_Goal of the exercise_:
List every line of the rows below that contains the string "wall". Uppercase and lowercase letters count as different.

_Exercise inputs_:
========================================================================

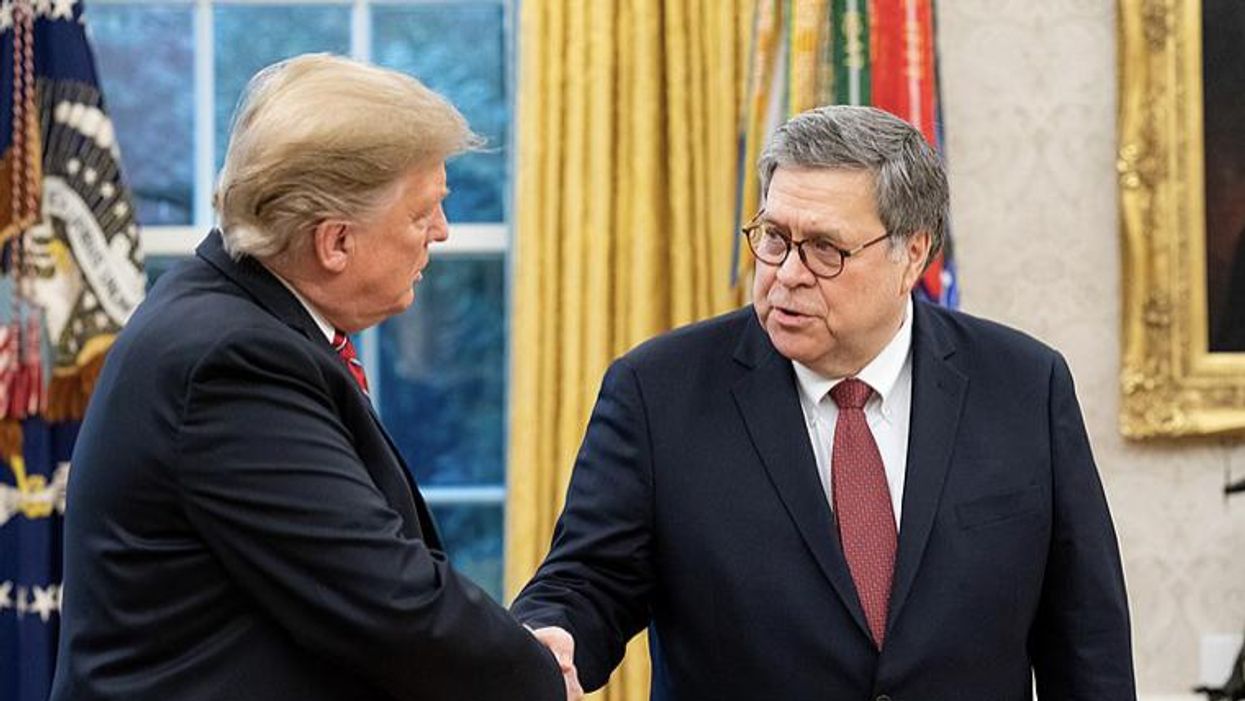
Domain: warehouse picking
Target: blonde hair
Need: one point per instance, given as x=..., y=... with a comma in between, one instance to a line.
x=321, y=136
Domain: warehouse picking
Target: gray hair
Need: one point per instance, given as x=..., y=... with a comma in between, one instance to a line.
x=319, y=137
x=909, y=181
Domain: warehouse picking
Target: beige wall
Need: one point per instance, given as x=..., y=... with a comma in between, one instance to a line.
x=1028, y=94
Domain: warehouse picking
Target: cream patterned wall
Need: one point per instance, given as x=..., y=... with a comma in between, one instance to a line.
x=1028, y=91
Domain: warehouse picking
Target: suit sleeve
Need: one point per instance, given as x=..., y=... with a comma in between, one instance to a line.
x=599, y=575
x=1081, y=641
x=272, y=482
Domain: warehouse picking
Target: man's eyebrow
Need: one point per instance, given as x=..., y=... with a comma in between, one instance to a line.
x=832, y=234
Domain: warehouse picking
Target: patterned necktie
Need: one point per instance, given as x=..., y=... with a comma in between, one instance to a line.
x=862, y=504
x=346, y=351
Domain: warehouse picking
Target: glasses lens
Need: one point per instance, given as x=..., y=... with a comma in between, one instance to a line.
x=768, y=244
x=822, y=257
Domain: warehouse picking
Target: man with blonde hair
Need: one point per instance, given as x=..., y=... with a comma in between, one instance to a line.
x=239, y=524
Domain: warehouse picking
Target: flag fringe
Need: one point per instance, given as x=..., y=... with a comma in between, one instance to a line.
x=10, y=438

========================================================================

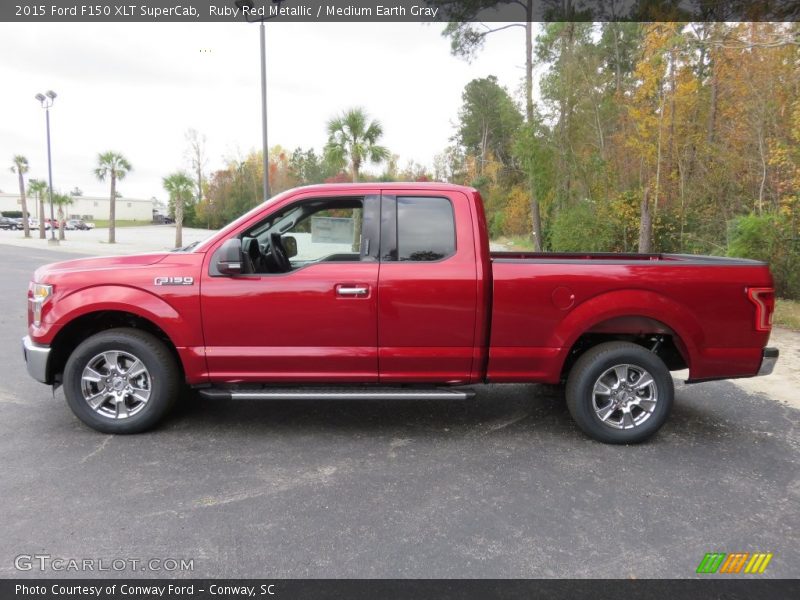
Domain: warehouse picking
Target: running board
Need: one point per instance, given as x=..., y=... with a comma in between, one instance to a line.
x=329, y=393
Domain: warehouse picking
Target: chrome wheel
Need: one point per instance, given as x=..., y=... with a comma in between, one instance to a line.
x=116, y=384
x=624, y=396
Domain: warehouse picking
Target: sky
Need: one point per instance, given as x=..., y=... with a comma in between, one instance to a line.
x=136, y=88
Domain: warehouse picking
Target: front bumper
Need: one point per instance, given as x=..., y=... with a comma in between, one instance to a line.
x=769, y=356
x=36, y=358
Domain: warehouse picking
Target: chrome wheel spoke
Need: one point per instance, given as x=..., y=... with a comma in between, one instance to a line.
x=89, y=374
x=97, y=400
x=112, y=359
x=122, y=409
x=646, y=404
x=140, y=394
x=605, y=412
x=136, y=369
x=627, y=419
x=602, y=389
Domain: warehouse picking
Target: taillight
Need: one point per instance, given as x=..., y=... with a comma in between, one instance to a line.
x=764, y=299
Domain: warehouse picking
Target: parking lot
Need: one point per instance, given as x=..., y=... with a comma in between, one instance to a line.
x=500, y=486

========================================================================

_Result for this task_:
Target: beige wall
Target: cream patterned wall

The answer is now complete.